PASSAGE:

By Ankush Chibber , 14-Sep-2012

China is setting the regional benchmark for innovation in premium infant foods, according to Enzymotec, the Israel-based lipids-maker.

The company was speaking after the announcement this week that clinical trials for its lipid-based ingredient line for infant nutrition had yielded positive results. 

The trials were part of its strategy to market a line of products mimicking the vital lipids found in mother’s milk, such as triglyceride, phospholipids and long-chain polyunsaturated fatty acids.

Yoav Kahane, director of business development at Enzymotec, told FoodNavigator-Asia that out all of Asia, China is the most important market, and it is currently leading innovation in baby formula.

Interest from the West

China’s dairy market has seen increased Western producer interest, especially in infant formula, since the 2008 melamine incident pushed Chinese parents to look outside of domestic sources for quality infant foods.

“Many of the premium infant formula for China products are produced in Europe, Australia, and New Zealand,” said Kahane, although he added that entering the Chinese market is not necessarily a cakewalk, and going on reputation alone would not work for outsiders.

“The Chinese market is very demanding and requires a comprehensive business strategy [to show] that quality is core. Most products should be supported by solid scientific back-up, clinical trials and marketing,” he added.

Clinical study complete

Enzymotec revealed that one recently completed study involved a controlled clinical trial of InFat, which is a beta-palmitate ingredient that successfully mimics the fat composition and properties of human milk fat. 

The study, which tested the positive effect of a commercial infant formula containing beta-palmitate on Chinese infants’ wellbeing was conducted by Professor Chen Yu-Ming of Sun Yat-Sen University, in collaboration with Enzymotec.

ABOUT THIS TASK:
Using the article on China's infant formula market, answer these:
1. In which country is Enzymotec based?
2. What 2008 event led Chinese parents to seek infant foods from outside domestic sources?
3. Who conducted the study of the beta-palmitate formula on Chinese infants?

RECORD EXTRACTS:
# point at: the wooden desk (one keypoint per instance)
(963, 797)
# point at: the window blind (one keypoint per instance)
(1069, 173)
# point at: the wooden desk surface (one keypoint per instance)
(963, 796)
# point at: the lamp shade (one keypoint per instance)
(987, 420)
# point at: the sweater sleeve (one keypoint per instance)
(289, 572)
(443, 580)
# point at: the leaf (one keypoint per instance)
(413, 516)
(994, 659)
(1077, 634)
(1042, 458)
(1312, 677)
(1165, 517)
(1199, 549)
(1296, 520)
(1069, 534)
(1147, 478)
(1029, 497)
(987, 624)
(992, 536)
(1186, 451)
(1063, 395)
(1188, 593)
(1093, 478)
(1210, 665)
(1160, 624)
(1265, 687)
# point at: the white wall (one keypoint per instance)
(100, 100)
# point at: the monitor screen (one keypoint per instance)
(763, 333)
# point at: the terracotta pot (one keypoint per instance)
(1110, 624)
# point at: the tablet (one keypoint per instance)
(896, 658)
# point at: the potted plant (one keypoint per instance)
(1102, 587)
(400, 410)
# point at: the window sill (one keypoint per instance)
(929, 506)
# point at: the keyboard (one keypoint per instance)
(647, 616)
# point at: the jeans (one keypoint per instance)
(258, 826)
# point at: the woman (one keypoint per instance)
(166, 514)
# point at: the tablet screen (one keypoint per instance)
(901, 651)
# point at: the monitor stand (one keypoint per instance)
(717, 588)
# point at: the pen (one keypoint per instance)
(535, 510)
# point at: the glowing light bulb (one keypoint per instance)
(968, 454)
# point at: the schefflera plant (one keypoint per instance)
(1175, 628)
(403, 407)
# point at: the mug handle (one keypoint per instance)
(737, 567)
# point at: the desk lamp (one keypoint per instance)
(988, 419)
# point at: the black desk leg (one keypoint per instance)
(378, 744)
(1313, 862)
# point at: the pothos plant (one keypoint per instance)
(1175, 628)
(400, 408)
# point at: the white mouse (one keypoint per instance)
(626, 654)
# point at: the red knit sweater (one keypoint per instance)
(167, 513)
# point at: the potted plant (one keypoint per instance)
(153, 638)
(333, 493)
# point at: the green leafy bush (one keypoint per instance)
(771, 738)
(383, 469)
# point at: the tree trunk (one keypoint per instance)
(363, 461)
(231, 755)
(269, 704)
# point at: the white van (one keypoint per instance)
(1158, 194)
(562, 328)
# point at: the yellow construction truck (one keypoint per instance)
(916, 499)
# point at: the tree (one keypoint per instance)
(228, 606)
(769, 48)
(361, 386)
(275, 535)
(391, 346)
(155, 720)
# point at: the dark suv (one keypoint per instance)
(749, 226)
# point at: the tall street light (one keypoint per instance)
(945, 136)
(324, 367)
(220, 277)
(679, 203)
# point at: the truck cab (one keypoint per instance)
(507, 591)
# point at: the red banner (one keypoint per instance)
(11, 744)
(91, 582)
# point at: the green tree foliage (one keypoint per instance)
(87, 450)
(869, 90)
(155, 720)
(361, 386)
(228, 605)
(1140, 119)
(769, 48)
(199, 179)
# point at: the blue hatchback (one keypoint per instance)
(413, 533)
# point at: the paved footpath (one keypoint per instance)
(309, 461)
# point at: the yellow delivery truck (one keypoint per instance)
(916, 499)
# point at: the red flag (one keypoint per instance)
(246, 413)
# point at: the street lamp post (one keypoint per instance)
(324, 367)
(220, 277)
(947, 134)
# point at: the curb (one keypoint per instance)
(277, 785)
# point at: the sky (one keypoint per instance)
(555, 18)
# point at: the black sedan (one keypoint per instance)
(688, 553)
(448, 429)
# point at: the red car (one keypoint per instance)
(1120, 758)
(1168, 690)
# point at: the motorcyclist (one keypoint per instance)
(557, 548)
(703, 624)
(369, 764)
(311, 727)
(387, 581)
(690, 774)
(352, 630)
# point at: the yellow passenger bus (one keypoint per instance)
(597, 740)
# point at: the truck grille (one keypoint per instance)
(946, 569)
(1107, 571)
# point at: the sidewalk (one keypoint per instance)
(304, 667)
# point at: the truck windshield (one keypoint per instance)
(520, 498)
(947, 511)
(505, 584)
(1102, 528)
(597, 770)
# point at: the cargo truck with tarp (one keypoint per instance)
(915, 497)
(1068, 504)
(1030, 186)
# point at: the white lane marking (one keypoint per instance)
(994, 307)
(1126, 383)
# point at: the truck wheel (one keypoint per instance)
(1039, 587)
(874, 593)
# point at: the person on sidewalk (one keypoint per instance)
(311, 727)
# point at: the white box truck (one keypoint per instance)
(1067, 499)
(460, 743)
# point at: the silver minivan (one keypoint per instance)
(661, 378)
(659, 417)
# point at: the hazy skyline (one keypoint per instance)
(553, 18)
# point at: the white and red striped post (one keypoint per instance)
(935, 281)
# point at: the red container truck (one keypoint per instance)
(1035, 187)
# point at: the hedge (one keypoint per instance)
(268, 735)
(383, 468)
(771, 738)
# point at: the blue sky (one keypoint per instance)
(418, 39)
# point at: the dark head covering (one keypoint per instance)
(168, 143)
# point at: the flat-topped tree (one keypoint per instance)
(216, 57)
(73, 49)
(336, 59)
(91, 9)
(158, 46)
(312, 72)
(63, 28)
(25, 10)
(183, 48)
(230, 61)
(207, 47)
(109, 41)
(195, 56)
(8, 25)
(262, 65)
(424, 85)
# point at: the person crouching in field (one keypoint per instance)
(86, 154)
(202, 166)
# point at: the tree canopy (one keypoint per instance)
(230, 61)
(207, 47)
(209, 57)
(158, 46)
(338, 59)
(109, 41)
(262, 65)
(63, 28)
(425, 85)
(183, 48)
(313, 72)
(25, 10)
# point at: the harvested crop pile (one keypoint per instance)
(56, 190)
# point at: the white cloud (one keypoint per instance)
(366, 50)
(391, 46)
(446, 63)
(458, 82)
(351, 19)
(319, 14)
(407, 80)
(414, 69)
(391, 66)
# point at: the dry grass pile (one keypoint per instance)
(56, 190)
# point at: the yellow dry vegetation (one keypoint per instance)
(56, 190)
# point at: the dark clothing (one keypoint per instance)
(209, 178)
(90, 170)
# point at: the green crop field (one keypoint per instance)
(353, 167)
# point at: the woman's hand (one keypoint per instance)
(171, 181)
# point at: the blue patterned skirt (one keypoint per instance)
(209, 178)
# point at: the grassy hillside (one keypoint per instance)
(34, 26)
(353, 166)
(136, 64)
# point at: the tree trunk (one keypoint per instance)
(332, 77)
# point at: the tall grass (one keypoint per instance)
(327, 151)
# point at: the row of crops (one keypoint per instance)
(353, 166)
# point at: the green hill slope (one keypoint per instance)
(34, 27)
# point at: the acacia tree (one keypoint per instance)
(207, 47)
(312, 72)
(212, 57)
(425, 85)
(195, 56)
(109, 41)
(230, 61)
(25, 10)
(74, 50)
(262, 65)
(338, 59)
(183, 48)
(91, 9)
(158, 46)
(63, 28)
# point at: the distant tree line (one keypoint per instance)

RESULT FOR THIS EXERCISE:
1. Israel
2. The melamine incident
3. Professor Chen Yu-Ming of Sun Yat-Sen University, in collaboration with Enzymotec